_GIVEN INSTRUCTION_. Copy out the entries starting at the beginning and ending at the line that contains "x=859, y=165", replacing "pin" with "mark" and changing nothing else. Leave the pictures out.

_RAW DATA_.
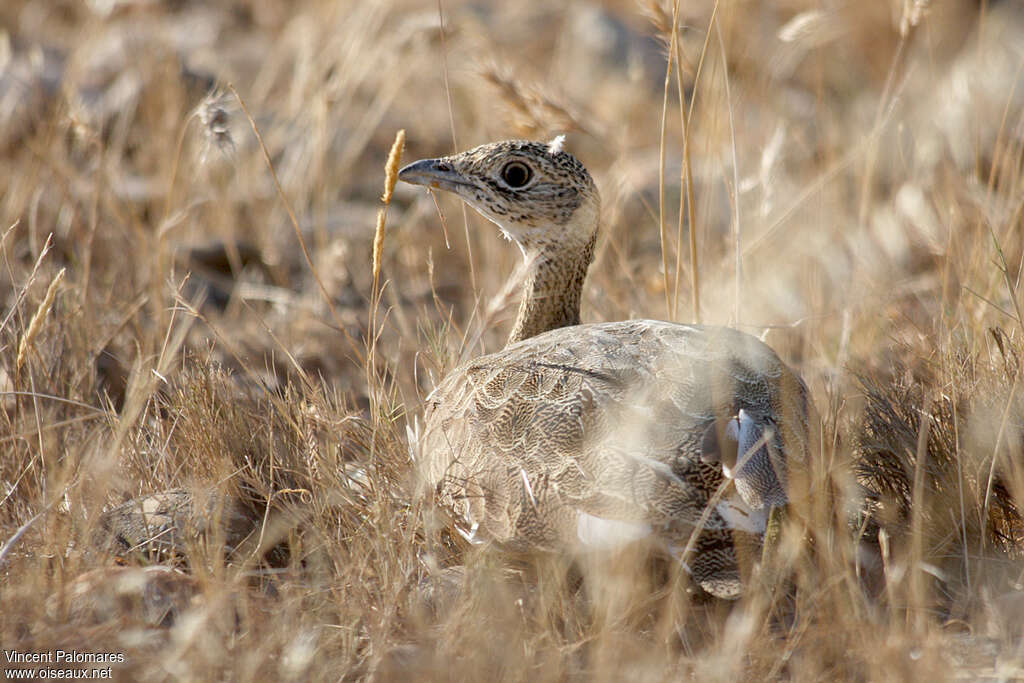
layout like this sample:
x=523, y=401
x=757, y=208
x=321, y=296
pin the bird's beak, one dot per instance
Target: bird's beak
x=435, y=173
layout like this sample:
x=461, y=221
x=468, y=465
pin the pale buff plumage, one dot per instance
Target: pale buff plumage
x=589, y=436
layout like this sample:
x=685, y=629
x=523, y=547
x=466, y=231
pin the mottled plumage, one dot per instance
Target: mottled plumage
x=589, y=436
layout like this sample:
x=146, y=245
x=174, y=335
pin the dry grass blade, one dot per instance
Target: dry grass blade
x=36, y=324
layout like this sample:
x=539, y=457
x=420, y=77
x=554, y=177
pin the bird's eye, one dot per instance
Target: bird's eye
x=516, y=174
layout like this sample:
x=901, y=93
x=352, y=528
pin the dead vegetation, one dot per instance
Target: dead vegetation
x=857, y=187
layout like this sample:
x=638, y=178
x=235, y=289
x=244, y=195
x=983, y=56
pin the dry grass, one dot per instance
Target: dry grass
x=853, y=184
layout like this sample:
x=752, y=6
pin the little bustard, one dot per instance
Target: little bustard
x=587, y=436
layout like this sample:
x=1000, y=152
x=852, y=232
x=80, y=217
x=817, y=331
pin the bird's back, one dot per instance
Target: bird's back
x=596, y=434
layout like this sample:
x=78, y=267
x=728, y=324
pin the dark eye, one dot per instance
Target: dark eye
x=516, y=174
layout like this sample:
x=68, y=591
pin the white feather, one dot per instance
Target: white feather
x=597, y=532
x=556, y=144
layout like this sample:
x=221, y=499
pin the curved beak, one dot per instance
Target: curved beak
x=435, y=173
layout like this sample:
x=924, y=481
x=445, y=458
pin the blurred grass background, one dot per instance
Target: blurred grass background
x=857, y=199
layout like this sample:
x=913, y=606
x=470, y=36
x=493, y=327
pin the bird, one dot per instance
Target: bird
x=589, y=437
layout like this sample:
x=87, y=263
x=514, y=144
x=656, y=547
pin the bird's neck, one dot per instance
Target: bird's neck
x=551, y=293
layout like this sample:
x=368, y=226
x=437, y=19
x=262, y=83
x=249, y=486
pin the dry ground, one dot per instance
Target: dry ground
x=859, y=165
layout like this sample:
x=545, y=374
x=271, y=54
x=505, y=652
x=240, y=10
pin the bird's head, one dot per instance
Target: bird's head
x=539, y=195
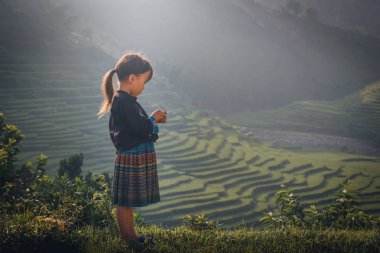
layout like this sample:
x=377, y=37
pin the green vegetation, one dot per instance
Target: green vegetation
x=39, y=213
x=356, y=115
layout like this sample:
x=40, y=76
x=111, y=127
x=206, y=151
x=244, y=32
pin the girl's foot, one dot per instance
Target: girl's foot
x=146, y=239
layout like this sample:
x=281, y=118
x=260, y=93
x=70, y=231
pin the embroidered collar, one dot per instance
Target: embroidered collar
x=127, y=95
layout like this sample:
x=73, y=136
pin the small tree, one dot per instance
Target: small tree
x=71, y=166
x=10, y=137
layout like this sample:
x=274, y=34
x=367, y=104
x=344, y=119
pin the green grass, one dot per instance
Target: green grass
x=183, y=239
x=204, y=162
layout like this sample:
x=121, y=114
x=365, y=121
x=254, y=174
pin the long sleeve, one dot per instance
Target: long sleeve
x=137, y=121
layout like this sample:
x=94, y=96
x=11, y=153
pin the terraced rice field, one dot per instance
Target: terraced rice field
x=205, y=163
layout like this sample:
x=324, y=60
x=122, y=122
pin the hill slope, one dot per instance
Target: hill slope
x=356, y=115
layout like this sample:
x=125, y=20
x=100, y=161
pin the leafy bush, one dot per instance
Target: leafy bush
x=341, y=214
x=200, y=222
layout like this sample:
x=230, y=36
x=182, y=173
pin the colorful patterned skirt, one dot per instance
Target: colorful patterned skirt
x=135, y=181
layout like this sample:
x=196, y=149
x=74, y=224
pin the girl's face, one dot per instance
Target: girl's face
x=138, y=83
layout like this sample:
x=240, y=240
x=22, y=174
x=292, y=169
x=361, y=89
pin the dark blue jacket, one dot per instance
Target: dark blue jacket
x=129, y=124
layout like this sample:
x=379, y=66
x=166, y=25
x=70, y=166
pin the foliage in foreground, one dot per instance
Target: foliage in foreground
x=71, y=213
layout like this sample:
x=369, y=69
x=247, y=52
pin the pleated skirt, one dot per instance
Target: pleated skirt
x=135, y=180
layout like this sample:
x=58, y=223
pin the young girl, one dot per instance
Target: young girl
x=133, y=133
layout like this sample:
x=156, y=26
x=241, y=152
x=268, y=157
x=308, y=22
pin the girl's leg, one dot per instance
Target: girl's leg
x=126, y=224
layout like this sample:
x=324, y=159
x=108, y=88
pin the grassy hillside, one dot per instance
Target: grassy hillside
x=356, y=115
x=205, y=163
x=51, y=91
x=249, y=57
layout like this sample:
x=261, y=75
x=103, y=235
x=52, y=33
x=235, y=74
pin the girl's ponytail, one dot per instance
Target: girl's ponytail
x=130, y=63
x=108, y=92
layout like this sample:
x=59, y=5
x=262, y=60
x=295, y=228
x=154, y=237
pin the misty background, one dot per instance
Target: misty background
x=242, y=55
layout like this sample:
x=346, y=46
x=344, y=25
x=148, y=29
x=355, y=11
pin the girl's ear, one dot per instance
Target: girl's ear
x=131, y=77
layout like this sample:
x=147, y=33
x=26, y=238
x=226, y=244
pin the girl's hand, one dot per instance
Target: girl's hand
x=159, y=115
x=163, y=120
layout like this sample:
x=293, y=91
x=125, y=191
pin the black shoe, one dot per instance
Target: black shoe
x=136, y=245
x=146, y=239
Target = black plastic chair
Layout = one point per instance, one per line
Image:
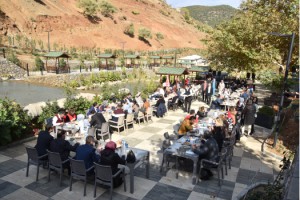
(218, 166)
(79, 171)
(55, 163)
(36, 160)
(104, 176)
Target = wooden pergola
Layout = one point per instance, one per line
(154, 63)
(168, 60)
(107, 66)
(132, 59)
(172, 71)
(56, 68)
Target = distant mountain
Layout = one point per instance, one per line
(211, 15)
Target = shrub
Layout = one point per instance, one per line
(159, 36)
(80, 105)
(90, 7)
(39, 63)
(144, 34)
(135, 12)
(14, 121)
(48, 111)
(129, 30)
(107, 9)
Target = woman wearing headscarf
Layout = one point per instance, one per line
(111, 158)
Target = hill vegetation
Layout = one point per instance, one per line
(211, 15)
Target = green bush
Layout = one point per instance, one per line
(90, 7)
(39, 63)
(80, 105)
(48, 111)
(14, 121)
(159, 36)
(107, 9)
(135, 12)
(144, 34)
(267, 111)
(129, 30)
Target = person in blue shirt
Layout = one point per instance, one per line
(87, 152)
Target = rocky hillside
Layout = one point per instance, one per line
(211, 15)
(69, 27)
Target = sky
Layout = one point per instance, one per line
(182, 3)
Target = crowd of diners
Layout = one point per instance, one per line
(180, 92)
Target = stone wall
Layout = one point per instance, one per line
(10, 70)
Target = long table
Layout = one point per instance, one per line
(175, 150)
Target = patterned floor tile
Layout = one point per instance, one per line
(166, 192)
(46, 188)
(24, 194)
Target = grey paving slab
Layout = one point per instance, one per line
(248, 177)
(106, 195)
(46, 188)
(10, 166)
(166, 192)
(212, 188)
(7, 188)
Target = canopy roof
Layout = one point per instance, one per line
(167, 57)
(172, 71)
(199, 69)
(56, 54)
(155, 57)
(132, 56)
(106, 55)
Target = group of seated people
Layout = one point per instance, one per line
(86, 152)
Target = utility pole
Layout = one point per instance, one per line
(49, 30)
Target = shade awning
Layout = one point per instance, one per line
(106, 55)
(56, 54)
(172, 71)
(199, 69)
(132, 56)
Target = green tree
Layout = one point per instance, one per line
(243, 43)
(129, 30)
(90, 7)
(107, 9)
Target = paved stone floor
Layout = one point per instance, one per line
(248, 166)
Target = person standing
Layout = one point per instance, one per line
(249, 117)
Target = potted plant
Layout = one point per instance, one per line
(265, 117)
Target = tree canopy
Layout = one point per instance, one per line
(245, 42)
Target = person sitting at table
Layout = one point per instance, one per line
(58, 119)
(208, 149)
(111, 158)
(94, 107)
(186, 126)
(218, 132)
(63, 147)
(87, 152)
(71, 116)
(201, 112)
(217, 103)
(43, 140)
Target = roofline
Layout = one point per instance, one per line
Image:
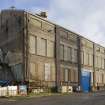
(25, 11)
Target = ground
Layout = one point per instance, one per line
(97, 98)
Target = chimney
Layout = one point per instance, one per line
(42, 14)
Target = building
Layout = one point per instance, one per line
(39, 53)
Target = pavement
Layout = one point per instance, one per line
(97, 98)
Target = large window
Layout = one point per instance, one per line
(66, 75)
(43, 47)
(69, 54)
(17, 72)
(33, 72)
(32, 44)
(75, 55)
(62, 52)
(65, 53)
(35, 22)
(50, 49)
(47, 72)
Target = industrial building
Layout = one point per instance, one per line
(39, 53)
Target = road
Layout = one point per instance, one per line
(74, 99)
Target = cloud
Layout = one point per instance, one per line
(83, 17)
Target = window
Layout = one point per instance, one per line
(75, 55)
(63, 34)
(33, 72)
(90, 60)
(66, 75)
(62, 52)
(32, 44)
(35, 22)
(47, 72)
(65, 53)
(43, 47)
(50, 49)
(69, 54)
(17, 72)
(82, 57)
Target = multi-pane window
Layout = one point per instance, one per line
(62, 52)
(75, 55)
(32, 44)
(50, 48)
(65, 53)
(43, 47)
(82, 57)
(35, 22)
(69, 54)
(33, 71)
(66, 75)
(47, 72)
(90, 59)
(17, 71)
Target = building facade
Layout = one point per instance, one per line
(42, 54)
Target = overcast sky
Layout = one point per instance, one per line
(86, 17)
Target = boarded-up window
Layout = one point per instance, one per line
(69, 54)
(50, 49)
(62, 52)
(32, 44)
(47, 72)
(33, 71)
(43, 47)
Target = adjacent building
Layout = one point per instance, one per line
(39, 53)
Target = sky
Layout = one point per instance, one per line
(85, 17)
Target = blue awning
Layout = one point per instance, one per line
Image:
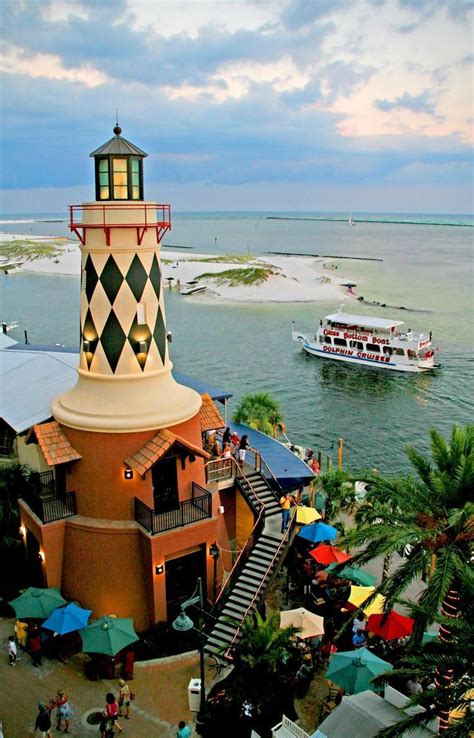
(290, 471)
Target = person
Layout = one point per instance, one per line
(414, 686)
(124, 699)
(358, 639)
(359, 623)
(111, 709)
(183, 730)
(227, 451)
(21, 633)
(63, 711)
(243, 445)
(43, 720)
(226, 437)
(11, 650)
(286, 503)
(35, 646)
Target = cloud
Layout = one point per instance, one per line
(421, 103)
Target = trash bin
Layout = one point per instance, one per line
(194, 694)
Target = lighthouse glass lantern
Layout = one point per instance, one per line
(118, 169)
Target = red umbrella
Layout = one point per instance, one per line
(325, 554)
(390, 625)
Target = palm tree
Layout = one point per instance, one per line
(435, 516)
(260, 412)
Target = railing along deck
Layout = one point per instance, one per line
(197, 507)
(49, 509)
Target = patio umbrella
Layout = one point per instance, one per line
(108, 635)
(311, 625)
(354, 670)
(37, 603)
(306, 514)
(354, 574)
(359, 595)
(390, 625)
(325, 554)
(66, 619)
(317, 532)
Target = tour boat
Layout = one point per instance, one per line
(360, 339)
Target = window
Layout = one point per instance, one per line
(104, 179)
(120, 179)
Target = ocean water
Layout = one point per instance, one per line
(426, 266)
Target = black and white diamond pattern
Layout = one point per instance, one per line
(114, 285)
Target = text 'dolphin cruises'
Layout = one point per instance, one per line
(360, 339)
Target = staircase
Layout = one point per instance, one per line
(255, 568)
(256, 487)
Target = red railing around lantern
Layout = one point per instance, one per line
(154, 216)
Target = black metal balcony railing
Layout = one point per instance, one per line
(49, 509)
(198, 507)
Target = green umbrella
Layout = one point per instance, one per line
(37, 603)
(354, 670)
(108, 635)
(354, 574)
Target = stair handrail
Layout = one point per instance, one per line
(284, 541)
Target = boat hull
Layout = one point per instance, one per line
(373, 363)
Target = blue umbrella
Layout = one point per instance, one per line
(317, 532)
(66, 619)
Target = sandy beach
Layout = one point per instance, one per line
(293, 278)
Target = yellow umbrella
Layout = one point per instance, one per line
(311, 625)
(359, 595)
(306, 515)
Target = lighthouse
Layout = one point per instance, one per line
(133, 520)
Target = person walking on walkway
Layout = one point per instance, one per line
(124, 699)
(183, 730)
(11, 650)
(286, 502)
(43, 720)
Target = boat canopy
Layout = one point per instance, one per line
(363, 320)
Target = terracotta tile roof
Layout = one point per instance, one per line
(156, 447)
(54, 444)
(209, 415)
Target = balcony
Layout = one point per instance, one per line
(198, 507)
(51, 508)
(107, 216)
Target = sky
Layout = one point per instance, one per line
(309, 105)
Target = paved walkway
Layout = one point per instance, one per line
(161, 693)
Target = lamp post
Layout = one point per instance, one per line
(183, 623)
(214, 552)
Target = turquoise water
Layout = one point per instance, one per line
(426, 267)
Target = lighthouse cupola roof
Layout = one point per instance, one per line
(118, 169)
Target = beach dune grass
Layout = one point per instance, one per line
(245, 277)
(28, 250)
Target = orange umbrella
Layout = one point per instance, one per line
(325, 554)
(390, 625)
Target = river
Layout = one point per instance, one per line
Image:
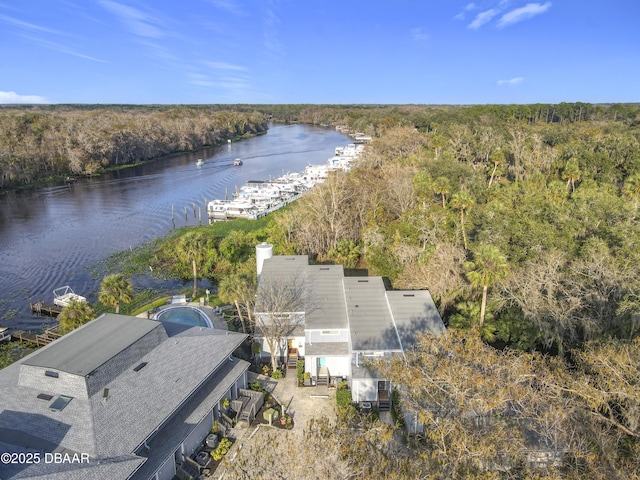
(51, 237)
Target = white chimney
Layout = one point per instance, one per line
(263, 251)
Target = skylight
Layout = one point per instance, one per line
(140, 367)
(59, 403)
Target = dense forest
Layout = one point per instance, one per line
(522, 221)
(44, 142)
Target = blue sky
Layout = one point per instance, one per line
(319, 51)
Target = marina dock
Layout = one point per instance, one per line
(258, 198)
(43, 309)
(40, 339)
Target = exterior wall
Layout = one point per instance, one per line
(168, 470)
(201, 431)
(127, 358)
(265, 352)
(299, 343)
(320, 336)
(364, 390)
(338, 366)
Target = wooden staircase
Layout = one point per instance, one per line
(292, 358)
(384, 399)
(323, 376)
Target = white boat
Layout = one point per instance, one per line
(63, 296)
(230, 209)
(258, 198)
(5, 336)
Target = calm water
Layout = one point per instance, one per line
(52, 236)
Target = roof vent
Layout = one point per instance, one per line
(59, 403)
(139, 367)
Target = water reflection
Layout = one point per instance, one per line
(51, 237)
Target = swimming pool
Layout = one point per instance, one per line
(184, 315)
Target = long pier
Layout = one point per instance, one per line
(41, 308)
(39, 339)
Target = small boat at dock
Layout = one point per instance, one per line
(5, 335)
(258, 198)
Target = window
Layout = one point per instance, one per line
(59, 403)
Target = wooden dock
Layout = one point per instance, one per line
(40, 339)
(41, 308)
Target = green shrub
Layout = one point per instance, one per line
(221, 451)
(300, 371)
(343, 398)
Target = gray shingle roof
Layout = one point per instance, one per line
(414, 312)
(92, 344)
(137, 402)
(370, 320)
(327, 308)
(327, 349)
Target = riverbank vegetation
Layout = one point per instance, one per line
(47, 143)
(522, 221)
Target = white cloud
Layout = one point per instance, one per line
(468, 8)
(139, 22)
(418, 35)
(482, 18)
(523, 13)
(226, 66)
(13, 97)
(229, 6)
(511, 82)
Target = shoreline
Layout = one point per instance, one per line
(60, 179)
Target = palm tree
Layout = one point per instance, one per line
(240, 290)
(462, 200)
(467, 318)
(488, 267)
(74, 315)
(190, 249)
(631, 189)
(571, 173)
(115, 289)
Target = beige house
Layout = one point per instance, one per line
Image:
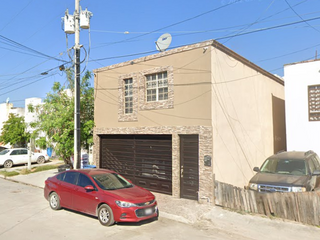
(176, 121)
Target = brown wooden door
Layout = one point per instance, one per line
(189, 166)
(144, 159)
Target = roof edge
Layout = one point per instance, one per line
(190, 47)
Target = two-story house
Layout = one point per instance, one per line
(175, 121)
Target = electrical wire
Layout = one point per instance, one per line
(176, 23)
(300, 16)
(15, 44)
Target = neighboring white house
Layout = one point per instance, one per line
(31, 116)
(6, 109)
(302, 101)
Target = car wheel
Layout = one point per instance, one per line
(157, 217)
(54, 201)
(8, 164)
(40, 160)
(105, 215)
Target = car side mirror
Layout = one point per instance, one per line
(316, 173)
(256, 169)
(89, 188)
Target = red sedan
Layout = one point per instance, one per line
(102, 193)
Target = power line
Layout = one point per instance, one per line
(177, 23)
(15, 44)
(300, 16)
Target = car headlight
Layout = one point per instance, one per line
(125, 204)
(299, 189)
(253, 186)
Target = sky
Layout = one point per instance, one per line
(33, 44)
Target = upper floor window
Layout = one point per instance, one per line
(128, 96)
(157, 87)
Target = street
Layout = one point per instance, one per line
(25, 214)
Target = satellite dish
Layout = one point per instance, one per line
(163, 42)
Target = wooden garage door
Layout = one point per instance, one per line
(144, 159)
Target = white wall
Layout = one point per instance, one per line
(31, 116)
(302, 134)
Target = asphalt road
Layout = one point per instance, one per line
(25, 214)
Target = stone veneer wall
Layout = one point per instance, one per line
(206, 179)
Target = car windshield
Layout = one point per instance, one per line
(284, 166)
(111, 181)
(3, 152)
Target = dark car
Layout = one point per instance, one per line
(102, 193)
(288, 172)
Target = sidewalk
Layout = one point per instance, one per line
(208, 216)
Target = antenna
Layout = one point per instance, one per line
(163, 42)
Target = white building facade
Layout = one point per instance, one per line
(302, 102)
(7, 108)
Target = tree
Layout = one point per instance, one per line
(14, 131)
(56, 116)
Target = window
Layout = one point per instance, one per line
(157, 87)
(61, 176)
(314, 102)
(128, 96)
(84, 181)
(71, 177)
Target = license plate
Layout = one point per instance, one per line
(148, 211)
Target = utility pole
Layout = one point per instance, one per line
(72, 25)
(77, 47)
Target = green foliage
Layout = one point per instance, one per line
(56, 117)
(41, 142)
(14, 131)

_RESULT_.
layout like this sample:
x=523, y=401
x=757, y=208
x=321, y=296
mark the bird's beak, one dot per instance
Target: bird's beak
x=435, y=173
layout like this sample:
x=461, y=221
x=468, y=465
mark the pale buff plumage, one dot per instance
Target: pale buff plumage
x=589, y=436
layout like this sample:
x=685, y=629
x=523, y=547
x=466, y=231
mark the mottled plumage, one dot per instance
Target: mottled plumage
x=589, y=436
layout like this sample:
x=146, y=245
x=174, y=335
mark the dry grass blade, one dot per instance
Target: dry grass blade
x=36, y=324
layout like this sample:
x=539, y=457
x=420, y=77
x=554, y=177
mark the bird's eye, one dot per instance
Target: bird's eye
x=516, y=174
layout like this sample:
x=901, y=93
x=352, y=528
mark the dead vegetation, one dot per instance
Target: dead vegetation
x=857, y=187
layout like this sample:
x=638, y=178
x=235, y=289
x=244, y=195
x=983, y=56
mark the dry grass, one dot per instance
Target: dry grass
x=853, y=184
layout like this sample:
x=752, y=6
mark the little bustard, one dot per instance
Target: little bustard
x=587, y=436
layout like this sample:
x=1000, y=152
x=852, y=232
x=80, y=217
x=817, y=331
mark the bird's back, one dot per instance
Target: bird's back
x=596, y=434
layout like this sample:
x=78, y=267
x=728, y=324
mark the dark eye, one dot per instance
Target: dark eye
x=516, y=174
layout like this sample:
x=68, y=591
mark the white feather, one dot per instance
Target: white feather
x=597, y=532
x=556, y=144
layout like this sample:
x=221, y=499
mark the curved beak, one dot per instance
Target: curved beak
x=435, y=173
layout like this sample:
x=924, y=481
x=445, y=458
mark the blurred grass background, one dot per instance
Target: blurred grass background
x=857, y=199
layout like this sample:
x=913, y=606
x=470, y=36
x=493, y=327
mark the bird, one dot per instance
Target: bird
x=589, y=437
layout like this sample:
x=87, y=263
x=514, y=144
x=656, y=547
mark the bird's neck, one dot per instance
Target: bird's neck
x=551, y=293
layout like this sample:
x=368, y=226
x=437, y=19
x=262, y=83
x=249, y=486
mark the dry ground, one dot per instance
Target: dry ground
x=859, y=165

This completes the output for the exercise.